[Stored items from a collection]
╔══
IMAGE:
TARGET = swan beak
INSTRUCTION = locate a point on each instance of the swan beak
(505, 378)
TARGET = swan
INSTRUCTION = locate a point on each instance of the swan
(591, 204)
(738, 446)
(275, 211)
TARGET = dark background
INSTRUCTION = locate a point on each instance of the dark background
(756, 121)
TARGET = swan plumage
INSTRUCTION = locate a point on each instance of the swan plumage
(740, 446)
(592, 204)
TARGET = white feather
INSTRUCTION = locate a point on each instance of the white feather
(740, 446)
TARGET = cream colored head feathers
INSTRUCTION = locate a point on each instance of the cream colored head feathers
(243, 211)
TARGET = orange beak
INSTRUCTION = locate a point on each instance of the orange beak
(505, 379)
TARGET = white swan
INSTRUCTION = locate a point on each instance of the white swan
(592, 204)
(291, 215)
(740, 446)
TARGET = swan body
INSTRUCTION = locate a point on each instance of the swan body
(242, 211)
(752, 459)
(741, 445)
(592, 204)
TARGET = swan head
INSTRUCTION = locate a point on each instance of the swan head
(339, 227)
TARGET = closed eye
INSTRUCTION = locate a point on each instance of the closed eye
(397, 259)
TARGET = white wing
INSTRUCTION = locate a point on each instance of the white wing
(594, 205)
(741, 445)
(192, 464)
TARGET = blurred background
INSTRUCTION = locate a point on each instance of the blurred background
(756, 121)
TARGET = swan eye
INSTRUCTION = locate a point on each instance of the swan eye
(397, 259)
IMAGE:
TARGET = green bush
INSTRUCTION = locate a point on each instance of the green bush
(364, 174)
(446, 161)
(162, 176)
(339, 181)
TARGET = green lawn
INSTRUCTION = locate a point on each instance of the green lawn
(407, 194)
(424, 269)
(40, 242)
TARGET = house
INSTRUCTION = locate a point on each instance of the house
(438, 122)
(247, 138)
╚══
*Aim*
Update the listing so that every "blurred background" becomes "out-of-focus background", and keep everything else the same.

*Task answer*
IMAGE:
TARGET = swan beak
INSTRUCTION = locate a point on each instance of the swan beak
(505, 378)
TARGET = swan
INSTRUCTION = locate a point on each instance of the swan
(591, 204)
(738, 446)
(275, 211)
TARGET = dark background
INSTRUCTION = locate a point on each instance of the dark background
(756, 121)
TARGET = swan plumage
INSTRUCTION = locate a point on each instance of the swan plumage
(740, 446)
(592, 204)
TARGET = white feather
INSTRUCTION = locate a point on each instance of the white feather
(740, 446)
TARGET = cream colored head feathers
INSTRUCTION = locate a point on each instance of the cream colored head feathers
(243, 211)
TARGET = orange beak
INSTRUCTION = locate a point on each instance of the orange beak
(505, 379)
TARGET = white swan
INSTRUCTION = locate a point on each instance of the white swan
(592, 204)
(291, 215)
(740, 446)
TARGET = swan body
INSTRUCTION = locate a point on each instance of the swan body
(242, 211)
(752, 459)
(741, 445)
(592, 204)
TARGET = swan head
INSTRUCTION = locate a point on each instance of the swan head
(339, 227)
TARGET = closed eye
INSTRUCTION = locate a point on each instance of the closed eye
(397, 259)
TARGET = white wing
INSTRUCTION = locate a point on each instance of the white wing
(594, 205)
(741, 445)
(192, 464)
TARGET = out-of-focus background
INSTRUCTION = locate a point on each instance of the out-of-focus background
(756, 121)
TARGET = swan eye
INSTRUCTION = locate a point on each instance of the swan eye
(397, 259)
IMAGE:
TARGET = green bush
INSTRUCTION = locate a point on each instance of the green bush
(364, 174)
(446, 161)
(162, 176)
(339, 181)
TARGET = green lawn
INSTRUCTION = locate a point on each instance of the green lawn
(407, 194)
(424, 269)
(40, 242)
TARGET = house
INSTRUCTION = locate a point on each instance of the house
(438, 122)
(247, 138)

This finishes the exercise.